START RECORDS SUPPLIED

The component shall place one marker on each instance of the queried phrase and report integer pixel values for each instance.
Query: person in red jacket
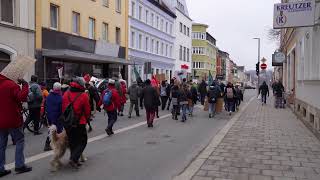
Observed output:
(123, 98)
(11, 121)
(113, 107)
(77, 135)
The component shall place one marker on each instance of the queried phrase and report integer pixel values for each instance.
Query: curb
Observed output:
(196, 164)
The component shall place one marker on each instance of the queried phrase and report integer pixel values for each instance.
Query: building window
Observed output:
(166, 50)
(133, 9)
(167, 27)
(188, 55)
(161, 25)
(147, 44)
(54, 16)
(147, 16)
(157, 22)
(140, 41)
(7, 11)
(140, 13)
(152, 45)
(118, 35)
(133, 38)
(157, 47)
(105, 31)
(105, 3)
(162, 49)
(91, 28)
(152, 19)
(118, 6)
(180, 53)
(75, 23)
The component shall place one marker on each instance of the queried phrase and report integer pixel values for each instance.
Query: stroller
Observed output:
(280, 102)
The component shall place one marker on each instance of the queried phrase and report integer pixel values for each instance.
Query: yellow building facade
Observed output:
(96, 27)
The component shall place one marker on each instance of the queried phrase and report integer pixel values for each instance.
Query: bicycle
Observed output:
(28, 123)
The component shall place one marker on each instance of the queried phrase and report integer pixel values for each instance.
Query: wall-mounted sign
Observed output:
(294, 14)
(278, 58)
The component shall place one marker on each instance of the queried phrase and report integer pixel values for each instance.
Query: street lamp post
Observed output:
(258, 62)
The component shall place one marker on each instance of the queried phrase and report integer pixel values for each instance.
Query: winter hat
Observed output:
(111, 81)
(56, 86)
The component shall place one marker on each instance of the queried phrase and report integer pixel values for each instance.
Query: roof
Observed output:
(163, 7)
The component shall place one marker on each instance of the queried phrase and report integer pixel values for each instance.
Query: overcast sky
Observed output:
(234, 23)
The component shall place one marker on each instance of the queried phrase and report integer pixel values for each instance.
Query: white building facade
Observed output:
(183, 34)
(151, 38)
(17, 25)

END RECORDS SUPPLIED

» **TASK INSTRUCTIONS**
Starting at the line that contains "Query: stroller", copy each line through the last one in the records, exactly, and output nothing else.

» **YOUR SOLUTION**
Query: stroller
Observed output:
(280, 102)
The component shall place one marker on each instance of the queried phrase and report integer pixel values for each instance.
Query: yellow building facade
Observed output:
(96, 27)
The component shall place one marker on each instance of the queried phrase and report integer pixel values for each instance.
Query: bicycle
Observed output:
(28, 123)
The component shall place one marker on each instance of the queried phrase and report integer pixel values for each instance.
Query: wall-mounted sign
Observed output:
(294, 14)
(278, 58)
The component shall place one marker on each instance of the queried phrase and report integer pixel values for each instance.
Query: street lamp post
Observed output:
(258, 62)
The component shall place one marker on each instance of the queried phrase and report integer pixel values for each instance.
Query: winter hat
Observed output:
(111, 81)
(56, 86)
The component shall place one marker on each instance of the queried phrase and report integer pixel values for each instance.
Query: roof
Observed output:
(163, 7)
The component shall place one marker on each instance of the queried phrase and report integer pixel values for each instance.
Query: overcast sky
Observed output:
(234, 23)
The component shall place one marker on each instance of the queried phrase and report integer pixel values for each instance.
Query: white building facade
Observed output:
(183, 34)
(151, 38)
(17, 25)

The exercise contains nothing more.